:: Task data
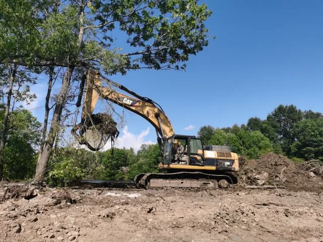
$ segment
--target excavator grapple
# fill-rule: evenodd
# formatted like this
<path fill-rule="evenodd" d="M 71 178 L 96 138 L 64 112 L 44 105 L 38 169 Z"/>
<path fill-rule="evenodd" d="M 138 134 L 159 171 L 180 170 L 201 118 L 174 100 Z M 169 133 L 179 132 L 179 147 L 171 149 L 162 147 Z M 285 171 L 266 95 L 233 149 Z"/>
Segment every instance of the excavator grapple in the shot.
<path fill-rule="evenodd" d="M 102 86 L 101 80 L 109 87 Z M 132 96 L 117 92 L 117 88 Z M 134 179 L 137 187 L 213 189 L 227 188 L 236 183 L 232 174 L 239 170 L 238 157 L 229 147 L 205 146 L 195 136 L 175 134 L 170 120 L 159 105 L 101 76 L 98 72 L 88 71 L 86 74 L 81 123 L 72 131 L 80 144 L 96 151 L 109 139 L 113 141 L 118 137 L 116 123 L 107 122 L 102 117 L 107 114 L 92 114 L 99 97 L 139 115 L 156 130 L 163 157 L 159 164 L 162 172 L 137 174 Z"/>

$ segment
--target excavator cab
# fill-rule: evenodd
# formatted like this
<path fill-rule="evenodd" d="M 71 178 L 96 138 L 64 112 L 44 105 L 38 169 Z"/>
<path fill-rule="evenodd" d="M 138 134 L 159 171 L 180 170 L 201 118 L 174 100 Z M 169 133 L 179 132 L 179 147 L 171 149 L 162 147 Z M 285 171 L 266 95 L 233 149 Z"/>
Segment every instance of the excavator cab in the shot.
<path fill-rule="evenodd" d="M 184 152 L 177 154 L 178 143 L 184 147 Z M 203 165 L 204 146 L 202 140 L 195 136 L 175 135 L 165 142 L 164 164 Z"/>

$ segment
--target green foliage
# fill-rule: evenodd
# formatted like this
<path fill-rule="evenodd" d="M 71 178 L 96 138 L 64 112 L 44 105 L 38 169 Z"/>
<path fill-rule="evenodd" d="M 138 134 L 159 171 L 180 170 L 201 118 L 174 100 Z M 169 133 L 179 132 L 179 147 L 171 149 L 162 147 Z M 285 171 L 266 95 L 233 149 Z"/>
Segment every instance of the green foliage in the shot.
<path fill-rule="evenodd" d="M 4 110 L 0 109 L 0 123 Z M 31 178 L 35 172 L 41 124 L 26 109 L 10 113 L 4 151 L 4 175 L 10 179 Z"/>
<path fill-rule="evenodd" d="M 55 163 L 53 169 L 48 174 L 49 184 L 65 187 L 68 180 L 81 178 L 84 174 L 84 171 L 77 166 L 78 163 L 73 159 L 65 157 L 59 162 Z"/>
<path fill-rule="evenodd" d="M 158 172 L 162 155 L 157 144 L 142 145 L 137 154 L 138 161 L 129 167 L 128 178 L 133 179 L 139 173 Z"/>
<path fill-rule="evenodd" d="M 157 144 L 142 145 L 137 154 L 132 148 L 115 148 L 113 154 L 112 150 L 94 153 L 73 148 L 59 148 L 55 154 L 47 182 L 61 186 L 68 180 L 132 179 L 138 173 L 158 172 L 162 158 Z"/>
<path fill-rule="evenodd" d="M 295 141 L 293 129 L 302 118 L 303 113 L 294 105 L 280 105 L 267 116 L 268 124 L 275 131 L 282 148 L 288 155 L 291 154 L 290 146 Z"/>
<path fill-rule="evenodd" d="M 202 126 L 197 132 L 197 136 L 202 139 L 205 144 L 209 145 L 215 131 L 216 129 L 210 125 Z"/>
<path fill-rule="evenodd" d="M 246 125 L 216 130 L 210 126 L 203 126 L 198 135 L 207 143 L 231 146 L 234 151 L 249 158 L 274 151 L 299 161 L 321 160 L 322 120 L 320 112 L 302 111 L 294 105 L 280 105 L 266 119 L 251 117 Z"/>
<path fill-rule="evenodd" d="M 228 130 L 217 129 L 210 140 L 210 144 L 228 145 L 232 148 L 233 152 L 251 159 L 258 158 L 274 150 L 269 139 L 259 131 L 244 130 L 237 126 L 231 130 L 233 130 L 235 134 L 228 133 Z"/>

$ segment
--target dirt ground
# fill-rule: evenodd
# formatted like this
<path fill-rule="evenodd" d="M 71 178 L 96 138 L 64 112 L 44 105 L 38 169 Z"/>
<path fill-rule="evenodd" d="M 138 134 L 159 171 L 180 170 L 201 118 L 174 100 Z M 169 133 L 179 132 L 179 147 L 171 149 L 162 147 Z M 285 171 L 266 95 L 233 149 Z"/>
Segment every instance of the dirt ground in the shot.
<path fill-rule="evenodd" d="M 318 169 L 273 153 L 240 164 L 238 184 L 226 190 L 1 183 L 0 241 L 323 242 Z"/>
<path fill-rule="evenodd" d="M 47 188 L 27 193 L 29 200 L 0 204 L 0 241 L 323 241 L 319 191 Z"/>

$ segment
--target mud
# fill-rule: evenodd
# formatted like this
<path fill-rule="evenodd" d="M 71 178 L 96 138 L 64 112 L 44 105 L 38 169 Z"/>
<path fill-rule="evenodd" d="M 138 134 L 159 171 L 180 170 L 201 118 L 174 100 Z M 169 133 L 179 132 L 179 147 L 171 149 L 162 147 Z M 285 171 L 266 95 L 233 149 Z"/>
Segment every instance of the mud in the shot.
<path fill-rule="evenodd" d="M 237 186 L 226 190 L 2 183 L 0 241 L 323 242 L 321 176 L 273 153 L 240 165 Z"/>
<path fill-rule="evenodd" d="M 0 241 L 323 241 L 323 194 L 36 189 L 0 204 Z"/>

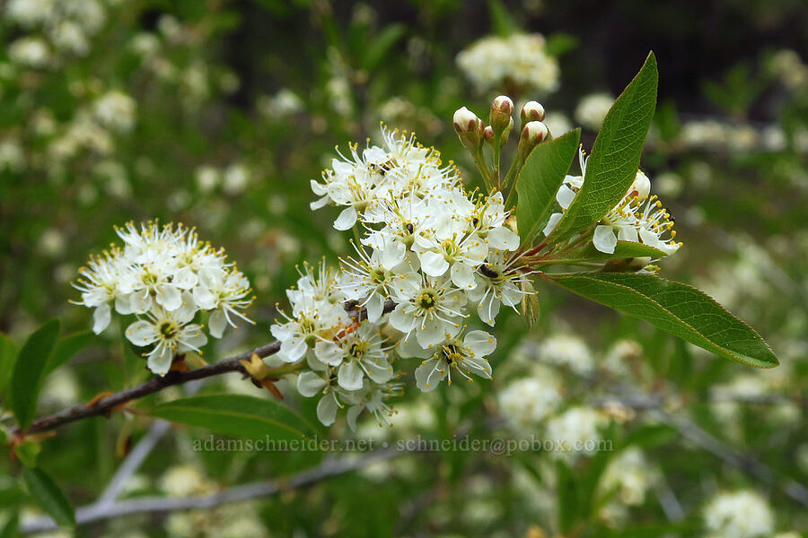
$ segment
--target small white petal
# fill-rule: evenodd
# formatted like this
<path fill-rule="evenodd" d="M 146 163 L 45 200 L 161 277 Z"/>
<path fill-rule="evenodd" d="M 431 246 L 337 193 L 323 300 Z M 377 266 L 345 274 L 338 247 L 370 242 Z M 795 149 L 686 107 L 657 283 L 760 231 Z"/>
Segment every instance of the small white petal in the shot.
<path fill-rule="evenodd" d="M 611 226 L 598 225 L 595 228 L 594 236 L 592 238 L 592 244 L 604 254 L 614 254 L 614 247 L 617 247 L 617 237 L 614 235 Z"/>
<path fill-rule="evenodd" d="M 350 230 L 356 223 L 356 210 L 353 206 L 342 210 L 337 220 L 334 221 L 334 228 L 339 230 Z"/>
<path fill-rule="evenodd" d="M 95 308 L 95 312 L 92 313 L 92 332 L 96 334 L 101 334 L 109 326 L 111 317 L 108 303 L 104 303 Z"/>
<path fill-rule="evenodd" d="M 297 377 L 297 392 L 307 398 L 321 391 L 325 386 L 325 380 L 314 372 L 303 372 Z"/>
::::
Problem details | Rewrite all of the records above with "in the shot" changed to "in the image" wherever it occurs, keeping every other line and character the same. Leave the pictures out of your answer.

Task solution |
$ segment
--target excavator grapple
# fill-rule: evenodd
# formatted like this
<path fill-rule="evenodd" d="M 71 178 L 96 138 L 64 112 L 44 105 L 38 169 Z"/>
<path fill-rule="evenodd" d="M 138 134 L 159 171 L 180 170 L 201 118 L 174 100 Z M 169 133 L 179 132 L 179 147 L 171 149 L 162 147 Z M 285 171 L 266 95 L 233 149 Z"/>
Segment every instance of the excavator grapple in the image.
<path fill-rule="evenodd" d="M 102 86 L 101 80 L 109 87 Z M 132 96 L 117 92 L 117 88 Z M 134 179 L 137 187 L 213 189 L 227 188 L 236 183 L 232 174 L 239 170 L 238 157 L 229 147 L 205 146 L 195 136 L 175 134 L 170 120 L 159 105 L 101 76 L 98 72 L 88 71 L 86 74 L 81 123 L 72 131 L 80 144 L 96 151 L 109 139 L 113 141 L 118 137 L 116 123 L 107 122 L 102 117 L 107 114 L 92 114 L 99 97 L 139 115 L 156 130 L 163 157 L 159 164 L 162 172 L 137 174 Z"/>

$ segment
--target excavator cab
# fill-rule: evenodd
# formatted like this
<path fill-rule="evenodd" d="M 71 178 L 96 138 L 64 112 L 44 105 L 38 169 Z"/>
<path fill-rule="evenodd" d="M 138 134 L 159 171 L 180 170 L 201 118 L 174 100 Z M 169 133 L 179 132 L 179 147 L 171 149 L 162 147 Z M 285 171 L 266 95 L 233 149 Z"/>
Segment every instance of the excavator cab in the image.
<path fill-rule="evenodd" d="M 184 152 L 177 154 L 178 143 L 184 147 Z M 203 165 L 204 146 L 202 140 L 195 136 L 175 135 L 165 142 L 164 164 Z"/>

$ segment
--target green foliage
# fill-rule: evenodd
# formatted like this
<path fill-rule="evenodd" d="M 71 178 L 96 138 L 64 112 L 44 105 L 38 169 Z"/>
<path fill-rule="evenodd" d="M 138 134 L 159 171 L 180 170 L 201 118 L 174 100 Z M 169 133 L 179 132 L 179 147 L 171 149 L 162 147 Z M 285 171 L 266 95 L 233 149 Z"/>
Segment every instance of the green foliage in the image.
<path fill-rule="evenodd" d="M 4 110 L 0 109 L 0 123 Z M 31 178 L 35 172 L 41 124 L 26 109 L 10 113 L 4 151 L 4 175 L 10 179 Z"/>
<path fill-rule="evenodd" d="M 55 163 L 53 169 L 48 174 L 49 184 L 65 187 L 68 180 L 81 178 L 84 174 L 84 171 L 77 166 L 78 163 L 73 159 L 65 157 L 59 162 Z"/>
<path fill-rule="evenodd" d="M 158 172 L 162 155 L 157 144 L 142 145 L 137 154 L 138 161 L 129 167 L 128 178 L 133 179 L 139 173 Z"/>
<path fill-rule="evenodd" d="M 157 144 L 142 145 L 137 154 L 132 148 L 115 148 L 113 154 L 112 150 L 94 153 L 73 148 L 59 148 L 55 154 L 47 182 L 61 186 L 68 180 L 132 179 L 138 173 L 158 172 L 162 158 Z"/>
<path fill-rule="evenodd" d="M 295 141 L 293 129 L 302 118 L 303 113 L 294 105 L 280 105 L 267 116 L 268 124 L 275 131 L 282 148 L 288 155 L 291 154 L 290 146 Z"/>
<path fill-rule="evenodd" d="M 202 126 L 197 132 L 197 136 L 202 139 L 205 144 L 209 145 L 215 131 L 216 129 L 210 125 Z"/>
<path fill-rule="evenodd" d="M 246 125 L 216 130 L 210 126 L 203 126 L 198 135 L 207 143 L 231 146 L 234 151 L 249 158 L 274 151 L 299 161 L 321 160 L 322 120 L 320 112 L 302 111 L 294 105 L 280 105 L 266 119 L 251 117 Z"/>
<path fill-rule="evenodd" d="M 228 130 L 217 129 L 210 140 L 210 144 L 228 145 L 232 148 L 233 152 L 251 159 L 258 158 L 274 150 L 269 139 L 259 131 L 244 130 L 237 126 L 231 130 L 233 130 L 235 134 L 228 133 Z"/>

$ segment
--target dirt ground
# fill-rule: evenodd
# formatted like this
<path fill-rule="evenodd" d="M 71 178 L 96 138 L 64 112 L 44 105 L 38 169 Z"/>
<path fill-rule="evenodd" d="M 138 134 L 159 171 L 180 170 L 201 118 L 174 100 Z M 169 133 L 179 132 L 179 147 L 171 149 L 162 147 Z M 285 171 L 266 95 L 233 149 Z"/>
Segment every instance of the dirt ground in the image.
<path fill-rule="evenodd" d="M 318 169 L 273 153 L 240 164 L 238 184 L 226 190 L 1 183 L 0 241 L 323 242 Z"/>
<path fill-rule="evenodd" d="M 47 188 L 27 193 L 29 200 L 0 204 L 0 241 L 323 241 L 319 191 Z"/>

$ segment
--target mud
# fill-rule: evenodd
# formatted like this
<path fill-rule="evenodd" d="M 71 178 L 96 138 L 64 112 L 44 105 L 38 169 Z"/>
<path fill-rule="evenodd" d="M 138 134 L 159 171 L 180 170 L 201 118 L 174 100 Z M 169 133 L 179 132 L 179 147 L 171 149 L 162 147 Z M 285 171 L 266 95 L 233 149 Z"/>
Segment every instance of the mud in the image.
<path fill-rule="evenodd" d="M 237 186 L 226 190 L 2 183 L 0 241 L 323 242 L 321 176 L 273 153 L 240 165 Z"/>
<path fill-rule="evenodd" d="M 0 241 L 323 241 L 323 194 L 36 189 L 0 204 Z"/>

$ segment
--target small white petal
# fill-rule: evenodd
# formatted like this
<path fill-rule="evenodd" d="M 146 163 L 45 200 L 161 277 Z"/>
<path fill-rule="evenodd" d="M 431 246 L 337 193 L 323 300 Z M 377 266 L 345 274 L 338 247 L 370 242 Z M 795 149 L 686 107 L 657 283 L 760 231 Z"/>
Segment every instance of the small white petal in the image.
<path fill-rule="evenodd" d="M 611 226 L 598 225 L 595 228 L 594 236 L 592 238 L 592 244 L 604 254 L 614 254 L 614 247 L 617 247 L 617 237 L 614 235 Z"/>
<path fill-rule="evenodd" d="M 350 230 L 356 223 L 356 210 L 353 206 L 342 210 L 337 220 L 334 221 L 334 228 L 339 230 Z"/>
<path fill-rule="evenodd" d="M 95 308 L 95 312 L 92 313 L 92 332 L 96 334 L 101 334 L 109 326 L 111 317 L 108 303 L 104 303 Z"/>
<path fill-rule="evenodd" d="M 297 377 L 297 392 L 307 398 L 321 391 L 325 386 L 325 380 L 314 372 L 303 372 Z"/>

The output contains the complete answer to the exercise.